On Thu, 12 Jul 2012 22:49:29 -0700 (PDT), wrote:

Like you'll find in my 2nd post/follow-up, I did measure it
and they were pretty large, I'm not sure if anybody still
makes rectangular LEDs as large.


They don't. I don't have a Commodore 1571 handy to dissect, but as
others have suggested, it's not a packaged LED, but rather a block of
plastic with an LED inserted into a hole in back.

My goal is to put such large LEDs as HDD activity indicators on my PCs and external hard drives.


I presume that there's some reason the indicator needs to be so large.
Personally, I find the flashing lights to be somewhat of a
distraction, especially at night. The blue LED's are the worst. I
have partly covered the blue LED's on my Dell Opti 960 and DirecTV DVR
to prevent being blinded at night. If I turn off the room lights,
both LED's would be bright enough to read by in the dark.

===============

## [Exercise requirements]
1) In the LED discussion, which color of LED does the replier call the worst?
2) Shorten the paragraph of the LED discussion that begins "I presume that there's some reason" into a bulleted list, keeping its main facts.
3) Extend the LED discussion past its final sentence with a few more sentences in the same voice.

===============

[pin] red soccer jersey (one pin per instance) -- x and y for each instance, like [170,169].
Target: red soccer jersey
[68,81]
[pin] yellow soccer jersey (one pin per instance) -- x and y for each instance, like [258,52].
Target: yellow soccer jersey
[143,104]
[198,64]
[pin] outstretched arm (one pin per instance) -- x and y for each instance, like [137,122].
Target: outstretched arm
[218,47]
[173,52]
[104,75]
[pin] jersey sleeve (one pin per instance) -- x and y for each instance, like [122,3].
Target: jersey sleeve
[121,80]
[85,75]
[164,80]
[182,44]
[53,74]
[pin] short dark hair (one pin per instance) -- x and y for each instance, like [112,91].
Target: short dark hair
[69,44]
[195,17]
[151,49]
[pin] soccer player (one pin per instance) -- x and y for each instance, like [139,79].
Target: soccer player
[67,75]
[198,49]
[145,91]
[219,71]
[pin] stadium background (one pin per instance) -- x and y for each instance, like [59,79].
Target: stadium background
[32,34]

===============

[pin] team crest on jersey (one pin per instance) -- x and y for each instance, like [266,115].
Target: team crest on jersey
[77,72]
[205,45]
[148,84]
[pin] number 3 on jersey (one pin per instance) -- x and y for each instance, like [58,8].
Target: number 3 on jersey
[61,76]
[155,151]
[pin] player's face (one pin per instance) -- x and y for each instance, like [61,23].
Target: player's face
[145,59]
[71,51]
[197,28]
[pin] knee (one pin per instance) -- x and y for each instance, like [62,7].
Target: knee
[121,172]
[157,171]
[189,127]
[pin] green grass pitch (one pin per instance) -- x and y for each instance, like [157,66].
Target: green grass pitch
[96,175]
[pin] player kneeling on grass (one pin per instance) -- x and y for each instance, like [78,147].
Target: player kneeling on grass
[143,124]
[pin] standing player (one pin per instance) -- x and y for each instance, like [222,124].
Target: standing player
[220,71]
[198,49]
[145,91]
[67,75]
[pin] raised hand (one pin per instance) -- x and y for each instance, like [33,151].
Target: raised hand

===============

## [Responses to the exercise]
1) Blue LEDs.

2)
- The replier presumes there is some reason the indicator needs to be so large.
- The replier finds flashing lights somewhat distracting, especially at night.
- Blue LEDs are the worst.
- The blue LEDs on the replier's Dell Opti 960 and DirecTV DVR are partly covered to avoid being blinded at night.
- With the room lights off, both LEDs would be bright enough to read by.

3)
I've had some minor experience with illuminating blocks of plastic in
the 1970's. I was helping design a radio, that included a molded
plastic front panel strip with imbedded T-1 3/4 LEDs. The initial
design looked awful. The lighting was horribly uneven and not very
bright because of color mismatch. Eventually, the mechanical designer
(not me) had to sit down and calculate the light distribution and
exact color of the plastic, in order to produce a usable product. I
suspect you may need to go through the same process with your plastic
block. For example, the block may be large enough that two LED's are
required. Polished sides of the block look very different from
diffused (sanded) sides.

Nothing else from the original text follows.